** Start of Source excerpt **

A diverse movement of Islamic Iranian women protesting the forced wearing of
the hijab highlights the importance of freedom of expression, while Denmark
moves toward enforcing a burqa ban.

My body, my choice. Iranian women are speaking out against the status quo.

Flickr: Amir Farshad Ebrahimi                                                                                                                

Two women stand on the hillside in Yasouj Iran, each with an arm raised, holding a stick with an unfastened hijab tethered to the end. One woman is covered from head to toe in cloth, the other lets her hair fly free. Both are protesting Iran’s compulsory hijab. These women are part of a small grassroots movement of people in Iran, who through the platform of social media, are connecting across the nation to campaign for the freedom of choice. It is made up of women who choose to wear the hijab as well as those who do not.

 

As women in Iran fight for the right to choose how they dress, Denmark is moving to join European nations that are restricting this choice, with plans to ban full face veils in public spaces. The ban on the veiling has been criticised by some as a move that would restrict some women’s freedom of expression and ability to participate in society.

 

Earlier this month 29 women were arrested in Iran for violating the rule that requires women to wear a headscarf or hijab in public. Omid Memarian, previously imprisoned in Iran and now a US-based Iranian journalist stated recently that “the fight against forced hijab is not about whether the hijab is good or bad! It’s about choice and equality. It’s about dignity. That’s why women who wear the hijab by choice are also part of this movement.”

Europe, which includes countries that are ranked under the ‘best countries for gender equality’, might not spring to mind when talking about the oppression of women. However, the wave of burqa bans that are sweeping across Europe starts to paint a different picture. In countries of Europe where there are veiling bans, Muslim women face the same oppression as Iranian women; all these women are deprived of the right to choose how they dress.

** End of Source excerpt **
** Start of Rows **

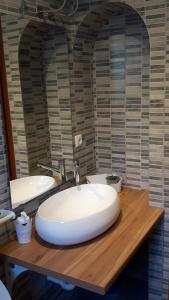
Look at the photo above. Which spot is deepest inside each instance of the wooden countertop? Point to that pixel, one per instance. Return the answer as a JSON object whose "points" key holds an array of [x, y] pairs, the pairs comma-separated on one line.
{"points": [[93, 265]]}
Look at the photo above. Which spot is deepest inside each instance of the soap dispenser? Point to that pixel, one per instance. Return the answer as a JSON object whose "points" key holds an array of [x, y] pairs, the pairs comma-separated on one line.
{"points": [[23, 228]]}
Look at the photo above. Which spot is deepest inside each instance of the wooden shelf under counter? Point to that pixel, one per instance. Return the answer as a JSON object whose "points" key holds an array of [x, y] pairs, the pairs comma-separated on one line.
{"points": [[93, 265]]}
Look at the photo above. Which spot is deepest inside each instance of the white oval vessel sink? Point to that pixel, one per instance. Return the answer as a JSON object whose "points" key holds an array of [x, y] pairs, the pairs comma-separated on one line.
{"points": [[77, 214], [27, 188]]}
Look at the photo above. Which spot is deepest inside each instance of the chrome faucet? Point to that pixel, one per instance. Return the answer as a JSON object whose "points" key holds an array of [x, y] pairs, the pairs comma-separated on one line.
{"points": [[77, 172], [60, 169]]}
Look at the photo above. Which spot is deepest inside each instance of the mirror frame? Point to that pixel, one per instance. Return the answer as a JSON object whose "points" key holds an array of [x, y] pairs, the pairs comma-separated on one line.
{"points": [[6, 112]]}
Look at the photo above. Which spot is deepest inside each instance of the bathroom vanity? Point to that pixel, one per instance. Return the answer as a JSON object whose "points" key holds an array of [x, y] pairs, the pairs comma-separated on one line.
{"points": [[95, 264]]}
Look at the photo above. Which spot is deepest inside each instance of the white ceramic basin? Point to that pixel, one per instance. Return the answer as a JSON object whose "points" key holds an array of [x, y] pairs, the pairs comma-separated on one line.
{"points": [[4, 295], [27, 188], [77, 214]]}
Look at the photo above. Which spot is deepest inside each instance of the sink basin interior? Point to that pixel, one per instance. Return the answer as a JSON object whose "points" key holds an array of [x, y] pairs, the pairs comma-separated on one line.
{"points": [[26, 188]]}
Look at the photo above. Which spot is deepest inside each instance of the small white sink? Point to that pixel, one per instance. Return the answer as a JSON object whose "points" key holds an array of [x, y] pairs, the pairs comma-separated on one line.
{"points": [[26, 188], [77, 214]]}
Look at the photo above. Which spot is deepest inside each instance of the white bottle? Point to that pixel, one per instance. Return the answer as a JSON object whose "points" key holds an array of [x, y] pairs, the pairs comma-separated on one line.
{"points": [[23, 228]]}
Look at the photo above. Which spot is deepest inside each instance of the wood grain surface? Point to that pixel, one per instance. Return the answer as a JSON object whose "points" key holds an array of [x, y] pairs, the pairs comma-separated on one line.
{"points": [[93, 265]]}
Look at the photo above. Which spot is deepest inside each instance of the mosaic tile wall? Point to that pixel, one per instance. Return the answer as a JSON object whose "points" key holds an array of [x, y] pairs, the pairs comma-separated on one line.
{"points": [[40, 106], [4, 178], [153, 171], [34, 97]]}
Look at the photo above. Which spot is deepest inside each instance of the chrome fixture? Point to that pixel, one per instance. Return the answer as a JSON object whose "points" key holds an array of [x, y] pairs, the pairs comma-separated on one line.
{"points": [[77, 172], [44, 12], [60, 169]]}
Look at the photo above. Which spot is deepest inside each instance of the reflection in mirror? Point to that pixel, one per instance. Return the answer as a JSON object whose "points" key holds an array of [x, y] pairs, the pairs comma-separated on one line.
{"points": [[36, 60]]}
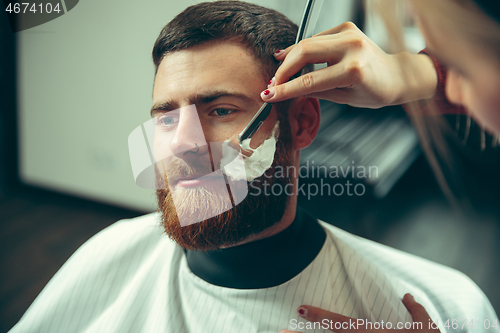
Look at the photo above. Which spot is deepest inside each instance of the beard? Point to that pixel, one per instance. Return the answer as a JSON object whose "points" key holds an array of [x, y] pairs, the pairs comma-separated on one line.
{"points": [[235, 223]]}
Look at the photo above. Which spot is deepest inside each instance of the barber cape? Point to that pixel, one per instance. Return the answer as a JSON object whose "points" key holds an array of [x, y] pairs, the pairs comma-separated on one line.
{"points": [[131, 277]]}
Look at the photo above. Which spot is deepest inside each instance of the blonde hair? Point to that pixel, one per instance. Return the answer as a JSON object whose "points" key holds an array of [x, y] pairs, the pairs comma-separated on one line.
{"points": [[476, 27]]}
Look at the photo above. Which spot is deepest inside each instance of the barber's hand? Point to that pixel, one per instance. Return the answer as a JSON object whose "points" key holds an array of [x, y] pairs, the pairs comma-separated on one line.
{"points": [[416, 310], [359, 73]]}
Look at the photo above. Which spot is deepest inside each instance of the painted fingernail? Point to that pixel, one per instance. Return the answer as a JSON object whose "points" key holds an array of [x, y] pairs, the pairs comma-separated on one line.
{"points": [[267, 94], [271, 82], [302, 311]]}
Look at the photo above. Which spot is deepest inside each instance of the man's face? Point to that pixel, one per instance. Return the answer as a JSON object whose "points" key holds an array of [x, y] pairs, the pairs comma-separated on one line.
{"points": [[206, 94]]}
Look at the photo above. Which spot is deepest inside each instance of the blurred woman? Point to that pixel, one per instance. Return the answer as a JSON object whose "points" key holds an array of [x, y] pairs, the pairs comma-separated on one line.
{"points": [[458, 73]]}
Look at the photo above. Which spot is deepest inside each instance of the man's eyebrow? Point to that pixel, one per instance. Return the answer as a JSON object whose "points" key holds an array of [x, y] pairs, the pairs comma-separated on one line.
{"points": [[203, 98]]}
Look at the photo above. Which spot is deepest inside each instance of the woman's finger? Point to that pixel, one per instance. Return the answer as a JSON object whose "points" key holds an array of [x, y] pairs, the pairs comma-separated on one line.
{"points": [[313, 51], [341, 323]]}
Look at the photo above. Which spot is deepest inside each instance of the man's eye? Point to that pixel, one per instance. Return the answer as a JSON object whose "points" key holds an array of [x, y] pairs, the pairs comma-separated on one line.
{"points": [[223, 112]]}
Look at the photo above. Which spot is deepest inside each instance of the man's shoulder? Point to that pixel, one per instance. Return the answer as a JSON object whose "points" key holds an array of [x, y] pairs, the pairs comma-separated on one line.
{"points": [[392, 259]]}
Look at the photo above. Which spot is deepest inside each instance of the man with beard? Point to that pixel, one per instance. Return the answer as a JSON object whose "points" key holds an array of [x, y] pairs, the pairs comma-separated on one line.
{"points": [[250, 266]]}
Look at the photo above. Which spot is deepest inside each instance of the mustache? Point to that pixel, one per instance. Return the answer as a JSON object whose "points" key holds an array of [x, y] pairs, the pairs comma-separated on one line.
{"points": [[175, 169]]}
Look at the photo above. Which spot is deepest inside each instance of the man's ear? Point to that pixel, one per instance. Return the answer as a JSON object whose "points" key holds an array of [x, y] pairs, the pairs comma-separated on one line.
{"points": [[304, 116]]}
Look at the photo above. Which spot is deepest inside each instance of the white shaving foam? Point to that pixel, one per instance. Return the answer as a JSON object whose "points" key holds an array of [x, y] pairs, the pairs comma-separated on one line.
{"points": [[253, 166]]}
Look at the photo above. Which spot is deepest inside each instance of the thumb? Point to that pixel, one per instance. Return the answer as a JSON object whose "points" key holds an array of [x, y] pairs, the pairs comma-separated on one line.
{"points": [[417, 311]]}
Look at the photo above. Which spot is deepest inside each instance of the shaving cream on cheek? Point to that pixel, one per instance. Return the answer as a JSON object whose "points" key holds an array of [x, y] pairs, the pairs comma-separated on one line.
{"points": [[253, 166]]}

** End of Rows **

* Direction
Reproduce the passage on hijab protests from "Two women stand" to "participate in society.".

* The solution
Two women stand on the hillside in Yasouj Iran, each with an arm raised, holding a stick with an unfastened hijab tethered to the end. One woman is covered from head to toe in cloth, the other lets her hair fly free. Both are protesting Iran’s compulsory hijab. These women are part of a small grassroots movement of people in Iran, who through the platform of social media, are connecting across the nation to campaign for the freedom of choice. It is made up of women who choose to wear the hijab as well as those who do not.

 

As women in Iran fight for the right to choose how they dress, Denmark is moving to join European nations that are restricting this choice, with plans to ban full face veils in public spaces. The ban on the veiling has been criticised by some as a move that would restrict some women’s freedom of expression and ability to participate in society.